══ Items ══

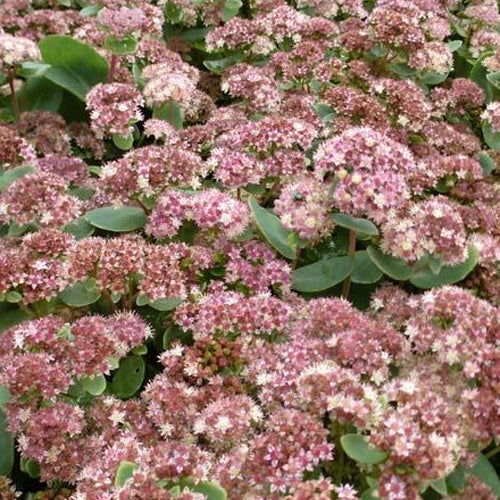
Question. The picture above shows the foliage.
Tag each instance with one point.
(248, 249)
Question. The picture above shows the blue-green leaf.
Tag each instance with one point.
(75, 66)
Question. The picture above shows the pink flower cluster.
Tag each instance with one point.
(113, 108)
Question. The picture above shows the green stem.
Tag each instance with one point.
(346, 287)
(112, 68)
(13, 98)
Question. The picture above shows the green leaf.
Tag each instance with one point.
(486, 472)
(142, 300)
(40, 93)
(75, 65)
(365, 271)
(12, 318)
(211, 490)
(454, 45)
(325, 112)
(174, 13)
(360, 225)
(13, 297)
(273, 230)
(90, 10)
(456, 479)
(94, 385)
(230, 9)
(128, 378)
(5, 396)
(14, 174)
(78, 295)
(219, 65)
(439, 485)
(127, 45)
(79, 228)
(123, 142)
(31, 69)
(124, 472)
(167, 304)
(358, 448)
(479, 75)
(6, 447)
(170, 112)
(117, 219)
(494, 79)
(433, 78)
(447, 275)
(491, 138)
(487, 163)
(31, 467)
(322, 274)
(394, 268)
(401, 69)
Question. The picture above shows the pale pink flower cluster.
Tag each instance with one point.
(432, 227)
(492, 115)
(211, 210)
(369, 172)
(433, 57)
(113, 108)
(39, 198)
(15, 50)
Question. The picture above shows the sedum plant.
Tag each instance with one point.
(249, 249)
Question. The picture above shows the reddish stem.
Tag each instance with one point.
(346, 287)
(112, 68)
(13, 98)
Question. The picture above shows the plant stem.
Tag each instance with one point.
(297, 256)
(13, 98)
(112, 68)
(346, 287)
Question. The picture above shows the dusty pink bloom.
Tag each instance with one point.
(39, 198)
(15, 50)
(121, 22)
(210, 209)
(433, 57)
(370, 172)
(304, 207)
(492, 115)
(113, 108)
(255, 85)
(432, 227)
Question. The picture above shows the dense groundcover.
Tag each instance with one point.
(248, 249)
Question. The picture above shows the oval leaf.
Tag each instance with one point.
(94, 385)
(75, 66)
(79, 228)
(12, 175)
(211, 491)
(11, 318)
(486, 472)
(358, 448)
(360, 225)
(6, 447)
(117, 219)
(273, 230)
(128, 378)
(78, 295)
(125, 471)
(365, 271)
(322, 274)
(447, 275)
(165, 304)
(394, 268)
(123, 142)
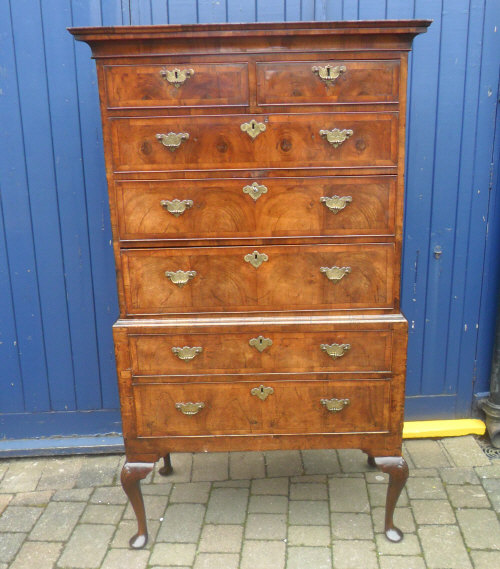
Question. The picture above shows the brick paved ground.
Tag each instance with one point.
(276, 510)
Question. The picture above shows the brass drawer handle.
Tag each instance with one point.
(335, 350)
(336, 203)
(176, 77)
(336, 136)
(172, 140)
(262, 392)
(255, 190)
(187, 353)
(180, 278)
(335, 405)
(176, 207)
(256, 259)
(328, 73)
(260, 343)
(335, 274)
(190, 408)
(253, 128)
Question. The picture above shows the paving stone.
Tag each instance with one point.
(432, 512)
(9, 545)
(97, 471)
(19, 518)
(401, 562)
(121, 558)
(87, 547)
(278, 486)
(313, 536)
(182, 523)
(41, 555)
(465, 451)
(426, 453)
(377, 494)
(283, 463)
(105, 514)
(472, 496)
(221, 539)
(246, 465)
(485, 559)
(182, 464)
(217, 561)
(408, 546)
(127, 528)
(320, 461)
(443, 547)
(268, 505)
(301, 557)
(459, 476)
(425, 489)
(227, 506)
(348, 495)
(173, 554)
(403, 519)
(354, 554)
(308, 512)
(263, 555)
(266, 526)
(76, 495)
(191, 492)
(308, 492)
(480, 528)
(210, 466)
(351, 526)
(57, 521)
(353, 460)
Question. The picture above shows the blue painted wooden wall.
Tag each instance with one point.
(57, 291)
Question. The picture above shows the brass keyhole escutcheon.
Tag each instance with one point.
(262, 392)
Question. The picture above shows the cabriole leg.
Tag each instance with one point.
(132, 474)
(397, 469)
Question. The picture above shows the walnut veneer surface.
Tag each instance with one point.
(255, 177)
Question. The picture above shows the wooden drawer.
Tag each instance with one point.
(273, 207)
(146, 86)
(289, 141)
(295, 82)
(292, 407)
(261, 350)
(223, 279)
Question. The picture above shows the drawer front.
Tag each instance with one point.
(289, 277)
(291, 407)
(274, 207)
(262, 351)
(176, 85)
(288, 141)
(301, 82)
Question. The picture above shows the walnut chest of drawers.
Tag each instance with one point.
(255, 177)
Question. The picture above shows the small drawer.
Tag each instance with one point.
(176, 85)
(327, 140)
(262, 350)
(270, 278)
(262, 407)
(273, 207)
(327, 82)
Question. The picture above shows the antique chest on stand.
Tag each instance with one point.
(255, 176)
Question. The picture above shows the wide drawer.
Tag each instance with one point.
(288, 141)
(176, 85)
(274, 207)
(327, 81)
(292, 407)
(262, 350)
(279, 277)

═══

*Challenge*. Reproduce the whole listing above word for word, but not its pictures.

*Final result*.
Question. The picture above shows the foliage.
Tag each instance with one point.
(248, 249)
Question. The picture above shows the blue-green leaf.
Tag each instance with one point.
(75, 66)
Question. The picture above shows the pink flower cluster.
Tag each instance with one point.
(113, 108)
Question. The picture above shows the green stem.
Tag each instance with one point.
(346, 287)
(112, 68)
(13, 98)
Question. The picture above shows the green leaf.
Tag each instance with one point.
(486, 472)
(142, 300)
(40, 93)
(75, 65)
(365, 271)
(12, 318)
(211, 490)
(454, 45)
(325, 112)
(174, 13)
(360, 225)
(13, 297)
(273, 230)
(90, 10)
(456, 479)
(94, 385)
(230, 9)
(128, 378)
(5, 396)
(14, 174)
(78, 295)
(219, 65)
(439, 485)
(127, 45)
(79, 228)
(123, 142)
(31, 69)
(124, 472)
(167, 304)
(358, 448)
(479, 75)
(6, 447)
(170, 112)
(117, 219)
(494, 79)
(433, 78)
(447, 275)
(491, 138)
(487, 163)
(31, 467)
(322, 274)
(394, 268)
(401, 69)
Question. The picture above shows the pale pink flower cluster.
Tag each instance with one point.
(432, 227)
(492, 115)
(211, 210)
(369, 172)
(433, 57)
(113, 108)
(39, 198)
(15, 50)
Question. The picture above shows the sedum plant.
Tag each instance with one point.
(249, 249)
Question. The picture above shows the reddish stem.
Tag each instance with one point.
(346, 287)
(112, 68)
(13, 98)
Question. The picture above shows the plant stem.
Tag each instance with one point.
(297, 256)
(13, 98)
(112, 68)
(346, 287)
Question. The picture above shows the dusty pink bloom.
Tag each instance with one point.
(39, 198)
(15, 50)
(121, 22)
(210, 209)
(433, 57)
(370, 172)
(304, 207)
(492, 115)
(113, 108)
(255, 85)
(432, 227)
Question. The picture above shows the dense groundcover.
Tag each instance with one point.
(248, 249)
Question. The picture above shows the oval leaf.
Tag each instance with one point.
(94, 385)
(75, 66)
(79, 228)
(12, 175)
(211, 491)
(11, 318)
(486, 472)
(358, 448)
(360, 225)
(6, 447)
(117, 219)
(273, 230)
(128, 378)
(78, 295)
(125, 471)
(365, 271)
(322, 274)
(447, 275)
(165, 304)
(394, 268)
(123, 142)
Question. The picture above shows the brick paved ground.
Tag each instance with one point.
(276, 510)
Question. The picture above shows the brass drawer handle.
Tag each instance with one point.
(335, 350)
(336, 203)
(176, 77)
(336, 136)
(172, 140)
(262, 392)
(255, 190)
(187, 353)
(180, 278)
(335, 405)
(176, 207)
(256, 259)
(328, 73)
(260, 343)
(335, 274)
(190, 408)
(253, 128)
Question. The picture above shows the paving stone.
Tag each instance with one point.
(432, 512)
(9, 545)
(97, 471)
(19, 518)
(401, 562)
(121, 558)
(87, 547)
(278, 486)
(313, 536)
(182, 523)
(41, 555)
(465, 451)
(426, 453)
(377, 494)
(283, 463)
(105, 514)
(472, 496)
(221, 539)
(246, 465)
(485, 559)
(182, 464)
(217, 561)
(408, 546)
(127, 528)
(320, 461)
(443, 547)
(268, 505)
(301, 557)
(459, 476)
(425, 489)
(227, 506)
(348, 495)
(173, 554)
(403, 519)
(354, 554)
(308, 512)
(263, 555)
(266, 526)
(76, 495)
(191, 492)
(308, 492)
(480, 528)
(210, 466)
(351, 526)
(57, 521)
(353, 460)
Question. The picture above shows the blue painted wooden wall.
Tag each instance with one point.
(57, 291)
Question. The picture above shows the brass keyhole escutcheon.
Tag each instance with one point.
(262, 392)
Question. The picture above shows the cabriole leg.
Tag each instance with one point.
(132, 474)
(397, 469)
Question. The picture above shows the walnut veneer surface.
Tag each instance with one point.
(255, 177)
Question. The picture above shows the wooden drawer.
Tag each instance with one point.
(273, 207)
(146, 86)
(289, 141)
(295, 82)
(292, 407)
(261, 350)
(223, 279)
Question. The picture above shows the drawer front.
Tag each instance with one point.
(289, 277)
(291, 407)
(274, 207)
(262, 351)
(176, 85)
(288, 141)
(301, 82)
Question. The picture above shows the walnut chest of drawers.
Tag each instance with one point.
(255, 177)
Question. The picture above shows the small drawer.
Tag each instance with one point.
(176, 85)
(327, 140)
(262, 350)
(270, 278)
(262, 407)
(273, 207)
(327, 82)
Question. The picture above shows the antique chest on stand.
Tag each instance with one point.
(255, 176)
Question. The picture above shows the wide drawer.
Tag each instance with one point.
(288, 141)
(176, 85)
(274, 207)
(327, 81)
(292, 407)
(262, 350)
(279, 277)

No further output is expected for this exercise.